> **WHAT NEEDS TO BE DONE**
Decide whether each statement agrees with the announcement below about the XMM-Newton mission extension. Answer yes or no for each, and quote the words from the announcement that settle it. (a) The mission end date was moved to 31 December 2012. (b) XMM-Newton was launched in 2000. (c) Planck will raise the number of massive clusters known at red-shifts greater than 0.6 by a factor of 10.

XMM-Newton Mission Extension Approved
15 November 2007
At their 12-13 November meeting, ESA's Science Programme Committee has unanimously approved an extension for the XMM-Newton mission, pushing back the mission end date from 31 March 2010 to 31 December 2012.XMM-Newton, the second cornerstone of the Horizon 2000 programme, was launched on 10 December 1999. Operations were originally approved for an initial period of 2 years and 3 months, which was later extended for an additional 8 years. The spacecraft remains in excellent health and its on-board consumables (including power, fuel, gyros usage) are in principle sufficient to operate for at least another 10 more years.
The mission continues to successfully deliver medium- to high-resolution spatially resolved spectroscopy for a very wide variety of astrophysical objects in the 0.2-12 keV X-ray band, as well as simultaneous optical and UV monitoring of the X-ray fields.
An example of the research fields where XMM-Newton is well-equipped for to advance scientific investigations in over the next five years of extended operations is:
- Star and planet formation
Combining the spectroscopic diagnostics from XMM-Newton and Herschel will provide unprecedented insights into the accretion and outflow processes and into the role played by magnetic fields in proto-stars and young stellar systems. ALMA and XMM-Newton will provide complementary views on the effects of stellar radiation on proto-planetary disks. - Relativistically broadened lines
XMM-Newton has the unique ability of gathering long, un-interrupted, high signal-to-noise timing series and spectra to study relativistically broadened iron lines emitted directly in the vicinity of black holes, as well as their variability. The power of XMM-Newton in this field is illustrated by the large number of recent results such as the first detection of a relativisitically broadened line from a neutron star, which has opened a whole new area of science. - Dark Matter
A major step in our understanding of dark matter structure formation and dark energy is expected by combining XMM-Newton and the forthcoming Planck, ALMA and South Polar Sunyaev-Zel'dovich experiment data. Planck will increase, by a factor 100, the number of massive clusters known at red-shifts greater than 0.6. XMM-Newton observations will be crucial in fully exploiting this sample, allowing constraints on the Dark Energy equation of state, and its evolution (if any) with cosmic time. This will provide the only direct measurement of the distance to high red-shift objects other than that from type Ia supernova. This independent measurement of distances is crucial in determining how reliable are the determination of cosmological parameters. In addition, these combined Sunyaev-Zel'dovich/X-ray data will produce a precise calibration of the mass/Sunyaev-Zel'dovich observable relation, allowing independent constrains on cosmological parameters from cluster abundance.

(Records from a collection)
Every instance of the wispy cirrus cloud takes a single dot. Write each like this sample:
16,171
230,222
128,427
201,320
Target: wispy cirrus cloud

> **OUTPUT FOR THIS TASK**
(a) Yes: "pushing back the mission end date from 31 March 2010 to 31 December 2012"
(b) No: "was launched on 10 December 1999"
(c) No: "Planck will increase, by a factor 100, the number of massive clusters known at red-shifts greater than 0.6"